Dataset rows on where objects appear:
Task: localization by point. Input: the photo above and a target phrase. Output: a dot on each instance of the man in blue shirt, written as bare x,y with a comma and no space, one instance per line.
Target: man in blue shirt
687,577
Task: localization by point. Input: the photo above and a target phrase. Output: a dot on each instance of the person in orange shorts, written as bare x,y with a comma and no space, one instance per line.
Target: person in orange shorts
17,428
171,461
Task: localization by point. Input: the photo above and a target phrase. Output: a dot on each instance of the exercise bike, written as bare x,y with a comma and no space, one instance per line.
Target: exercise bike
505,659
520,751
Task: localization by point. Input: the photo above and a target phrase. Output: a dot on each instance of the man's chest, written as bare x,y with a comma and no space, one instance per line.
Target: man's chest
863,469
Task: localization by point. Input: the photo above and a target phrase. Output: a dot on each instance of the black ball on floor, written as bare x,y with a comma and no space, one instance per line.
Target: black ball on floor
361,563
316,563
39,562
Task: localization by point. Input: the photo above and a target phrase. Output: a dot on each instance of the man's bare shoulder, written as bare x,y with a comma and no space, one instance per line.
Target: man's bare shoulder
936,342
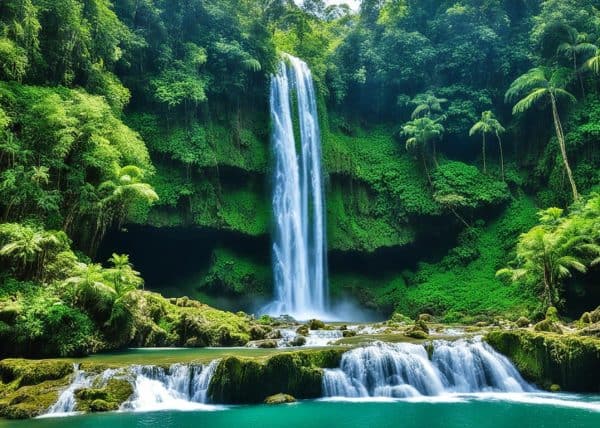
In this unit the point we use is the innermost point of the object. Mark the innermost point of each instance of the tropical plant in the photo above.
(489, 125)
(541, 87)
(550, 252)
(576, 48)
(428, 105)
(422, 132)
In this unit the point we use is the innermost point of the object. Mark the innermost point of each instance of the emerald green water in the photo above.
(324, 414)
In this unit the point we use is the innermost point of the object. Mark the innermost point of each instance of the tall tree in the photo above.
(489, 125)
(421, 133)
(576, 48)
(543, 86)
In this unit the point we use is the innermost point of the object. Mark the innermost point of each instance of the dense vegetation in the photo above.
(446, 126)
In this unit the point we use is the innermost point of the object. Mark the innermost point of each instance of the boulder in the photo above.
(298, 341)
(315, 324)
(267, 344)
(279, 399)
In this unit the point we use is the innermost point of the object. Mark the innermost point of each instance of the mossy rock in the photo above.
(258, 332)
(31, 400)
(244, 381)
(108, 398)
(585, 318)
(548, 325)
(303, 330)
(592, 330)
(279, 399)
(552, 314)
(416, 334)
(298, 341)
(547, 358)
(267, 344)
(315, 324)
(32, 372)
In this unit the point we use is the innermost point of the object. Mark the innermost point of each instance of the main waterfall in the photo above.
(404, 370)
(299, 244)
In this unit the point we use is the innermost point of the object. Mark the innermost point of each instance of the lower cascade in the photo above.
(405, 370)
(178, 387)
(299, 241)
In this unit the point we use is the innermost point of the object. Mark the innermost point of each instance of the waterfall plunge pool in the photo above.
(465, 411)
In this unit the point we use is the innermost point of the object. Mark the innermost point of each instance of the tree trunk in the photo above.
(501, 155)
(426, 168)
(483, 152)
(578, 74)
(561, 143)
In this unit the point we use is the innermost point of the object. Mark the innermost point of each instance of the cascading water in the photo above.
(299, 248)
(180, 387)
(406, 370)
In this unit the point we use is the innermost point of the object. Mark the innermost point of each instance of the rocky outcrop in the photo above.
(241, 380)
(548, 359)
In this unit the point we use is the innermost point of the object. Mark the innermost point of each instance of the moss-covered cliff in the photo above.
(569, 361)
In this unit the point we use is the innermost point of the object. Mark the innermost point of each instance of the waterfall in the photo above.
(178, 387)
(181, 387)
(407, 370)
(66, 402)
(299, 247)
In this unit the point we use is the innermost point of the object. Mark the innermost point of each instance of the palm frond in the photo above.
(530, 100)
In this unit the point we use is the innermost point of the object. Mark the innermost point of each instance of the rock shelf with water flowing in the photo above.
(299, 237)
(406, 370)
(178, 387)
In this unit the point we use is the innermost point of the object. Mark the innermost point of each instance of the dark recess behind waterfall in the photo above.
(174, 260)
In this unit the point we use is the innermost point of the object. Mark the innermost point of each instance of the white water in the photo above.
(66, 403)
(299, 247)
(406, 370)
(315, 338)
(180, 387)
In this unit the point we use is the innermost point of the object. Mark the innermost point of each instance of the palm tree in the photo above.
(426, 105)
(543, 86)
(421, 133)
(40, 175)
(489, 125)
(116, 197)
(548, 254)
(574, 48)
(88, 288)
(122, 274)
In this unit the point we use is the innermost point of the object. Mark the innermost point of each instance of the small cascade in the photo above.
(181, 387)
(299, 238)
(178, 387)
(406, 370)
(315, 338)
(66, 403)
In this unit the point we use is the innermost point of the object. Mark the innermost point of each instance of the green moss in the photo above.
(459, 290)
(32, 372)
(299, 374)
(233, 273)
(30, 387)
(279, 399)
(205, 145)
(546, 358)
(107, 398)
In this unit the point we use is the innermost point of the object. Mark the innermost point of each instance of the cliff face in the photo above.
(213, 180)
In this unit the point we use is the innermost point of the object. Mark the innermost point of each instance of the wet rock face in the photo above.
(28, 388)
(568, 360)
(300, 374)
(280, 399)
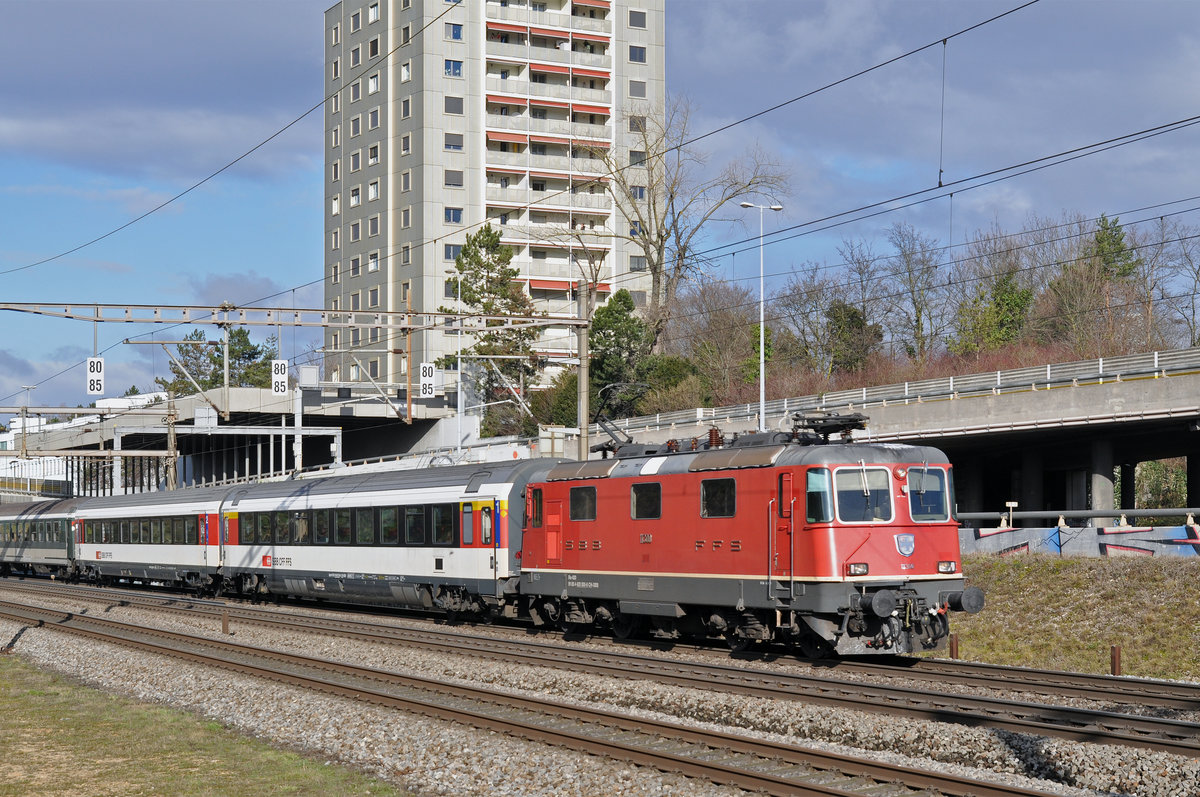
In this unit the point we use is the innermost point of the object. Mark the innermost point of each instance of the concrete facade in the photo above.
(447, 114)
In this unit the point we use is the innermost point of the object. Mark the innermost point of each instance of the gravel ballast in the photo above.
(437, 757)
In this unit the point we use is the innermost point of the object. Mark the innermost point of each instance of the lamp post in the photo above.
(762, 335)
(457, 413)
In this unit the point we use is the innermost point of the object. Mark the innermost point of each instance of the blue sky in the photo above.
(113, 106)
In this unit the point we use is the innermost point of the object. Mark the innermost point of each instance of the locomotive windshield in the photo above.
(863, 495)
(928, 495)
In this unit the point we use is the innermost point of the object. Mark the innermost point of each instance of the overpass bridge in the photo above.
(1048, 437)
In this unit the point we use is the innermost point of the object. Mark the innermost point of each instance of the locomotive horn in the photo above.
(970, 600)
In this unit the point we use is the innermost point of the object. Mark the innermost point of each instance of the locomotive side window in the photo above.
(928, 496)
(718, 497)
(819, 496)
(863, 495)
(414, 525)
(583, 503)
(389, 526)
(535, 509)
(646, 501)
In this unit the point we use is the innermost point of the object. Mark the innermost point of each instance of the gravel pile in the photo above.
(432, 757)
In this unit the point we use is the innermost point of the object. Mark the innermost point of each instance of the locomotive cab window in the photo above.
(646, 501)
(819, 496)
(863, 495)
(583, 503)
(928, 495)
(718, 497)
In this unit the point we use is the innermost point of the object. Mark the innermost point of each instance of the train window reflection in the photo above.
(928, 496)
(863, 495)
(819, 496)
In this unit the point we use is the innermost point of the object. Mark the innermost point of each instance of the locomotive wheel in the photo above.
(625, 625)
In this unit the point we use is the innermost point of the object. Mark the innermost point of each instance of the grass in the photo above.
(61, 738)
(1065, 613)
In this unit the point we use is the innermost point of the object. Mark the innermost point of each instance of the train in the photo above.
(802, 537)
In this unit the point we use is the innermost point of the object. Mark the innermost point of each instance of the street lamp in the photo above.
(457, 412)
(762, 336)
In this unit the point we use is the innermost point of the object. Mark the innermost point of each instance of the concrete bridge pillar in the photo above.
(1032, 478)
(1128, 485)
(1102, 479)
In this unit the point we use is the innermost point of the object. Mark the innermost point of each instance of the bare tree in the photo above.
(667, 191)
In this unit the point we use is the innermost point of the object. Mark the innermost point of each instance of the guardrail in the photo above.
(1096, 371)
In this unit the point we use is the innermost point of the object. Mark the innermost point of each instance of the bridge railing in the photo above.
(1098, 370)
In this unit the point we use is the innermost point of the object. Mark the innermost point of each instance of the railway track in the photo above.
(731, 759)
(1037, 719)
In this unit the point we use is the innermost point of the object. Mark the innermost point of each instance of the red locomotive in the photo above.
(833, 546)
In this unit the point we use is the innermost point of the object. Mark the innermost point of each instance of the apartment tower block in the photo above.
(445, 114)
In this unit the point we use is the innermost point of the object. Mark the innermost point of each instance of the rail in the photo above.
(1096, 371)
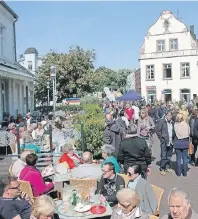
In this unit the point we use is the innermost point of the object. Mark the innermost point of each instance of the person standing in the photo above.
(181, 144)
(166, 134)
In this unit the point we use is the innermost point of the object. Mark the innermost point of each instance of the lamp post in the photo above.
(48, 87)
(53, 77)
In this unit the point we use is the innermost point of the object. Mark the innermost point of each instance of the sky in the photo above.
(115, 30)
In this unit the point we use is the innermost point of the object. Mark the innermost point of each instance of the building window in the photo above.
(30, 65)
(1, 39)
(150, 72)
(167, 69)
(185, 70)
(160, 45)
(173, 44)
(185, 95)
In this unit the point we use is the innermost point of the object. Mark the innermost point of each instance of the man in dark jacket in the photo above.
(110, 184)
(166, 134)
(112, 133)
(134, 151)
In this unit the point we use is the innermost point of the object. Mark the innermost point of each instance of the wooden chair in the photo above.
(126, 178)
(26, 188)
(85, 183)
(158, 192)
(153, 217)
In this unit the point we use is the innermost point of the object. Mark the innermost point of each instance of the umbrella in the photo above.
(130, 96)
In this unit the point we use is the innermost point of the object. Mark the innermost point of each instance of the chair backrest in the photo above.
(126, 179)
(85, 183)
(26, 188)
(153, 217)
(158, 192)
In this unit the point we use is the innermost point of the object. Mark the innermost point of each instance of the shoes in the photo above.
(169, 170)
(162, 172)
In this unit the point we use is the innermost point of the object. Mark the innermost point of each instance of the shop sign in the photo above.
(151, 87)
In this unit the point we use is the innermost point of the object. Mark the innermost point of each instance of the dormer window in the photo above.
(160, 45)
(173, 44)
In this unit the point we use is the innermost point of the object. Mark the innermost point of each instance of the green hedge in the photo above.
(93, 122)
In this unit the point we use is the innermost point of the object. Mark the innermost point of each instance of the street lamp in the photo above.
(48, 87)
(53, 77)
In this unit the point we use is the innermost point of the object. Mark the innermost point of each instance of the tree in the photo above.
(74, 72)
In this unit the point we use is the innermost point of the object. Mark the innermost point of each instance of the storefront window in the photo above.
(167, 95)
(151, 96)
(185, 95)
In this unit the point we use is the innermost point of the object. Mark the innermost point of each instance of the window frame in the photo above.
(31, 65)
(181, 74)
(157, 41)
(173, 49)
(2, 29)
(150, 79)
(163, 67)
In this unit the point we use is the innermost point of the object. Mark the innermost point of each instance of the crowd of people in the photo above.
(129, 133)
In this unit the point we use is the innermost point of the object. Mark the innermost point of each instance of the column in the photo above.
(10, 97)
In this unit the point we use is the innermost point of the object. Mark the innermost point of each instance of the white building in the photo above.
(169, 60)
(16, 83)
(31, 60)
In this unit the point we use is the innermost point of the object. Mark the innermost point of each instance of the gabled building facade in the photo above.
(16, 83)
(169, 61)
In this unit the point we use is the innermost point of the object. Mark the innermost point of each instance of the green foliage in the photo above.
(89, 100)
(73, 73)
(93, 121)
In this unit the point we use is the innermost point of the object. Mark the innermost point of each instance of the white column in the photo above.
(10, 97)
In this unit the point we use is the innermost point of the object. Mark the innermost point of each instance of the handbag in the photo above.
(191, 148)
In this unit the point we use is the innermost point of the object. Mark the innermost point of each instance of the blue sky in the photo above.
(115, 30)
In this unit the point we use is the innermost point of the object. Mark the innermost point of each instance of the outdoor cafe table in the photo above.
(71, 214)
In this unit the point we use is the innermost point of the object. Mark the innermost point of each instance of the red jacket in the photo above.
(70, 162)
(130, 113)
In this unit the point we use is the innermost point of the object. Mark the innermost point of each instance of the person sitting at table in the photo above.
(128, 206)
(72, 159)
(19, 164)
(107, 154)
(148, 198)
(110, 184)
(44, 207)
(87, 169)
(32, 175)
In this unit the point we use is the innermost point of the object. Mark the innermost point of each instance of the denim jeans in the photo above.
(182, 154)
(166, 155)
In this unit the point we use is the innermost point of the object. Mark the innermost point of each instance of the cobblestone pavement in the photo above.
(169, 181)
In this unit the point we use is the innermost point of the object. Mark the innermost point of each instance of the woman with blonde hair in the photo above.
(146, 127)
(43, 208)
(128, 206)
(181, 144)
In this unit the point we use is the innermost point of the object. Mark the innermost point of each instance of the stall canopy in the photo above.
(130, 96)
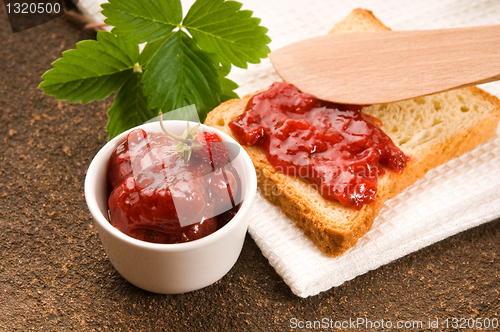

* [SET TASK] Please pull out every line of the material above that contains the string "floor". Treat case as significant.

* [FINISHED ANSWER]
Task: localization by point. Input: the photo above and a target phrase. Output: a dot on each instance of the black ball on floor, written as bare x,y with a comma and no space, one instance per line.
Target: black ball on floor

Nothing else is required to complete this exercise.